*Provided information*:
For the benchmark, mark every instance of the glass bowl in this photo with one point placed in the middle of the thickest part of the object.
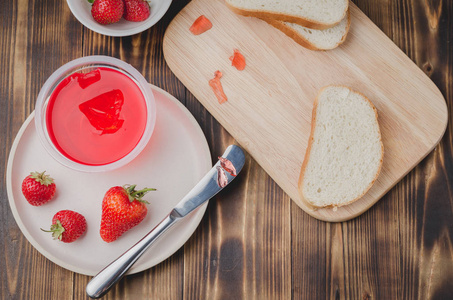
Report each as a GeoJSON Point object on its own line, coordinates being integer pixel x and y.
{"type": "Point", "coordinates": [82, 65]}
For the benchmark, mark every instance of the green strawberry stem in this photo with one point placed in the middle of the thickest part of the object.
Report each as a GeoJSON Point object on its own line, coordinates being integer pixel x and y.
{"type": "Point", "coordinates": [137, 195]}
{"type": "Point", "coordinates": [57, 230]}
{"type": "Point", "coordinates": [42, 178]}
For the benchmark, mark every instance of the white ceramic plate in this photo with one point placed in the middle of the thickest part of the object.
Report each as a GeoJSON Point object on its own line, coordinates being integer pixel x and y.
{"type": "Point", "coordinates": [175, 159]}
{"type": "Point", "coordinates": [81, 9]}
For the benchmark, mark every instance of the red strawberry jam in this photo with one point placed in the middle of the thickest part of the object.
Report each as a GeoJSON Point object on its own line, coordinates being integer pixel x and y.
{"type": "Point", "coordinates": [96, 118]}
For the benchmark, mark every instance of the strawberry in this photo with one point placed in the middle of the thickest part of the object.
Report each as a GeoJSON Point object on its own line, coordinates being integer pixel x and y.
{"type": "Point", "coordinates": [38, 188]}
{"type": "Point", "coordinates": [107, 11]}
{"type": "Point", "coordinates": [136, 10]}
{"type": "Point", "coordinates": [122, 209]}
{"type": "Point", "coordinates": [67, 226]}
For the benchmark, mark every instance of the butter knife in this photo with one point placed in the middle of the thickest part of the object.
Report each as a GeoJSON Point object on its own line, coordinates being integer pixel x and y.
{"type": "Point", "coordinates": [206, 188]}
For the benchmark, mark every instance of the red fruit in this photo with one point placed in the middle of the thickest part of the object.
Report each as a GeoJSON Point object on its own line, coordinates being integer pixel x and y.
{"type": "Point", "coordinates": [38, 188]}
{"type": "Point", "coordinates": [67, 226]}
{"type": "Point", "coordinates": [136, 10]}
{"type": "Point", "coordinates": [122, 209]}
{"type": "Point", "coordinates": [107, 11]}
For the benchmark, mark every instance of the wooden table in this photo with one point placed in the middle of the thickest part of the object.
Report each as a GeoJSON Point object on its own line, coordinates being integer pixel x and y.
{"type": "Point", "coordinates": [253, 242]}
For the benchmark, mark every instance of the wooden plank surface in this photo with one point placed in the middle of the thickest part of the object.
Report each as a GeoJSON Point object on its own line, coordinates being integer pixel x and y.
{"type": "Point", "coordinates": [270, 103]}
{"type": "Point", "coordinates": [253, 243]}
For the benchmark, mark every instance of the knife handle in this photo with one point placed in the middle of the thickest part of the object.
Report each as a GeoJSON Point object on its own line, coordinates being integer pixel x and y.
{"type": "Point", "coordinates": [110, 275]}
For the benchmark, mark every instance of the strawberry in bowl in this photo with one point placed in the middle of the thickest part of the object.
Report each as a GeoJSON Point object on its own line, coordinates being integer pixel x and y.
{"type": "Point", "coordinates": [137, 16]}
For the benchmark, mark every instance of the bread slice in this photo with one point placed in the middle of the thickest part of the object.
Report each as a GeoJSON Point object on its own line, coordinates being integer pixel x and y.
{"type": "Point", "coordinates": [315, 39]}
{"type": "Point", "coordinates": [345, 150]}
{"type": "Point", "coordinates": [315, 14]}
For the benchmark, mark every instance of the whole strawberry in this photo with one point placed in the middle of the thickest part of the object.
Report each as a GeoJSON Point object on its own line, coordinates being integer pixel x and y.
{"type": "Point", "coordinates": [107, 11]}
{"type": "Point", "coordinates": [67, 226]}
{"type": "Point", "coordinates": [136, 10]}
{"type": "Point", "coordinates": [38, 188]}
{"type": "Point", "coordinates": [122, 209]}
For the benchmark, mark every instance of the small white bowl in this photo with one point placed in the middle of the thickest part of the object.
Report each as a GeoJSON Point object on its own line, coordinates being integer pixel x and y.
{"type": "Point", "coordinates": [81, 9]}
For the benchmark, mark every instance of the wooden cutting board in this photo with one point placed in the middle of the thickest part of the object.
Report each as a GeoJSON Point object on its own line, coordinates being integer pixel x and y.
{"type": "Point", "coordinates": [270, 102]}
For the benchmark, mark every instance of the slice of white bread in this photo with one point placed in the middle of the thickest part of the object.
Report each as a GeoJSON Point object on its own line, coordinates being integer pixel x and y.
{"type": "Point", "coordinates": [315, 39]}
{"type": "Point", "coordinates": [316, 14]}
{"type": "Point", "coordinates": [345, 150]}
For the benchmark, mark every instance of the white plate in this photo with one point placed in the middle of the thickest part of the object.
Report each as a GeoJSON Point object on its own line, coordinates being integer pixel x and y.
{"type": "Point", "coordinates": [81, 9]}
{"type": "Point", "coordinates": [175, 159]}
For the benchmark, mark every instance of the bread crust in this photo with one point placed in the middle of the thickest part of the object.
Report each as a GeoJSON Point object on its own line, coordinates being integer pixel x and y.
{"type": "Point", "coordinates": [263, 14]}
{"type": "Point", "coordinates": [310, 143]}
{"type": "Point", "coordinates": [300, 39]}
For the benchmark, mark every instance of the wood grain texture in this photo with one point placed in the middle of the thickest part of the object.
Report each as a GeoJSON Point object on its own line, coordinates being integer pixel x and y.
{"type": "Point", "coordinates": [270, 102]}
{"type": "Point", "coordinates": [253, 243]}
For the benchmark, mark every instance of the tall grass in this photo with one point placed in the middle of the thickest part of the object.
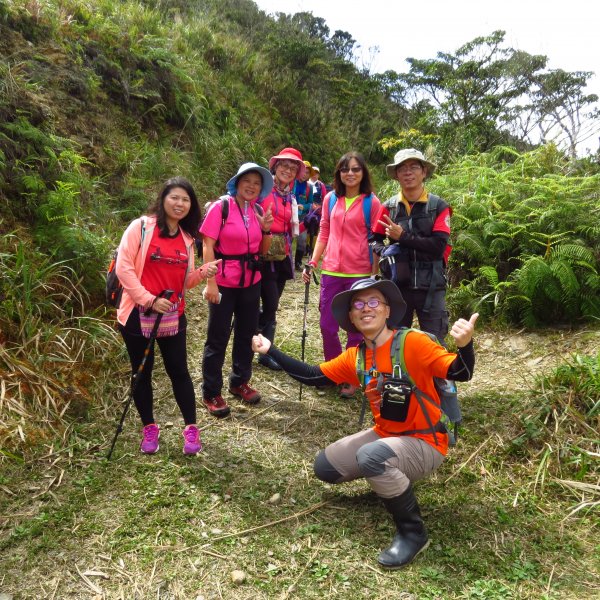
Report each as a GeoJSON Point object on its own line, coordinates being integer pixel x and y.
{"type": "Point", "coordinates": [51, 357]}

*Work to be completed*: Quote all of the data above word for word, leaving the pictures out.

*Correct response*:
For the benchmark, mark every instance of the glass bowl in this photo with one point placed in the middle of the thickest part of the object.
Report each as a GeoJSON Point object on its own line, coordinates being integer pixel x and y.
{"type": "Point", "coordinates": [82, 65]}
For the benchmark, mark every instance of the green strawberry stem in this photo with one point placed in the middle of the thickest part of the object.
Report each as a GeoJSON Point object on its own line, coordinates being integer pixel x and y.
{"type": "Point", "coordinates": [137, 195]}
{"type": "Point", "coordinates": [57, 230]}
{"type": "Point", "coordinates": [42, 178]}
For the benchmark, mark every instance of the white ceramic plate in this photo with one point placed in the middle of the thickest part of the object.
Report each as a GeoJSON Point object on its own line, coordinates being integer pixel x and y.
{"type": "Point", "coordinates": [175, 159]}
{"type": "Point", "coordinates": [81, 9]}
For the benchmark, mark every instance of the red strawberry jam in this photo with one point placed in the middle of the thickest part of the object.
Report each as a GeoJSON Point object on its own line, coordinates being integer pixel x and y.
{"type": "Point", "coordinates": [96, 118]}
For the benchmark, mark every instance of the strawberry in this photo with one point placed in the middle of the thickest part of the object.
Report each as a GeoJSON Point object on its own line, coordinates being integer pixel x and y.
{"type": "Point", "coordinates": [38, 188]}
{"type": "Point", "coordinates": [107, 11]}
{"type": "Point", "coordinates": [136, 10]}
{"type": "Point", "coordinates": [122, 209]}
{"type": "Point", "coordinates": [67, 226]}
For the benchmark, mark every instance of the butter knife in this photo with one point placed in the middle of the thickest part of the object.
Report each as a GeoJSON Point object on its own line, coordinates being integer pixel x and y.
{"type": "Point", "coordinates": [206, 188]}
For the benchmark, mark every instance of the red fruit in this photo with one point placed in the middle of the thickest part of the object.
Report each as a GeoJSON Point object on its own line, coordinates being integer pixel x and y.
{"type": "Point", "coordinates": [38, 188]}
{"type": "Point", "coordinates": [67, 226]}
{"type": "Point", "coordinates": [136, 10]}
{"type": "Point", "coordinates": [122, 209]}
{"type": "Point", "coordinates": [107, 11]}
For the benchmark, mark every instance of the wooden table in this photo with one point placed in the middle of the thickest part of the object.
Report each as a GeoJSON Point object on its own line, coordinates being integer pixel x and y.
{"type": "Point", "coordinates": [253, 242]}
For the benchmark, mark every instance of the wooden plank surface in this photo with one point placed in the middle of the thickest part of the object.
Report each as a GeoJSON Point object on its own line, coordinates being integer pixel x and y.
{"type": "Point", "coordinates": [270, 103]}
{"type": "Point", "coordinates": [253, 243]}
For the benchmark, mark every instance of the knife handle in this photo with one point placed in the middle of the thickest part of the object.
Report each as a GeoJSON Point object on its own line, coordinates being integer pixel x and y.
{"type": "Point", "coordinates": [110, 275]}
For the benchmark, mark every instance of the strawberry in bowl in this photo with one point placed in the middle of the thickest part of the object.
Report each as a GeoJSON Point object on its own line, coordinates being integer pixel x and y.
{"type": "Point", "coordinates": [137, 16]}
For the benchmark, mark every instance of the bread slice in this photo with one point placed in the middle of the thickest part of the object.
Report each as a GeoJSON Point object on its own line, coordinates being integer pixel x and y.
{"type": "Point", "coordinates": [315, 39]}
{"type": "Point", "coordinates": [345, 150]}
{"type": "Point", "coordinates": [315, 14]}
For the benchmark, mark every instance of the whole strawberry in this photo with one point placed in the middle of the thickest part of the object.
Report each as a GeoJSON Point object on its own line, coordinates being integer pixel x and y.
{"type": "Point", "coordinates": [107, 11]}
{"type": "Point", "coordinates": [67, 226]}
{"type": "Point", "coordinates": [136, 10]}
{"type": "Point", "coordinates": [38, 188]}
{"type": "Point", "coordinates": [122, 209]}
For the benchmark, mark every instance of the small white bowl in this photo with one point placed in the middle of the thickest part of the object.
Report each as a GeoJSON Point object on its own line, coordinates being integer pixel x and y.
{"type": "Point", "coordinates": [81, 9]}
For the benchmark, mark every instance of the wooden cutting board in this photo with one point placed in the middle of the thickest part of the object.
Report each as a GeoJSON Point object on its own line, coordinates being integer pixel x and y.
{"type": "Point", "coordinates": [270, 102]}
For the benchmark, mark every instance of the slice of white bread in this photo with one point placed in the middle of the thickest part of the object.
Report each as a GeoJSON Point object on its own line, coordinates being integer pixel x and y.
{"type": "Point", "coordinates": [315, 39]}
{"type": "Point", "coordinates": [316, 14]}
{"type": "Point", "coordinates": [345, 150]}
For the benchmark, mark every instance of the white plate in this photo with one point placed in the middle of the thickest part of the object.
Report each as a GeoJSON Point object on its own line, coordinates being integer pixel x and y.
{"type": "Point", "coordinates": [81, 9]}
{"type": "Point", "coordinates": [175, 159]}
For the benchmark, mark every instance of the bread crust in this photo with one point placed in the middle of the thickest part of the object.
Report each as a GeoJSON Point object on its own line, coordinates being integer pixel x and y.
{"type": "Point", "coordinates": [263, 14]}
{"type": "Point", "coordinates": [310, 143]}
{"type": "Point", "coordinates": [300, 39]}
For the benchmark, mark every instance of the wood grain texture in this photo with one point placed in the middle of the thickest part of the object.
Report each as a GeoJSON Point object on its own line, coordinates being integer pixel x and y.
{"type": "Point", "coordinates": [270, 102]}
{"type": "Point", "coordinates": [253, 243]}
For the benchmark, mark every instance of the tall grass in this photo with one point placed in the middle of the thickest part of the object.
Report each as a GeoJSON Point object on its own line, coordinates being integer pixel x and y.
{"type": "Point", "coordinates": [51, 357]}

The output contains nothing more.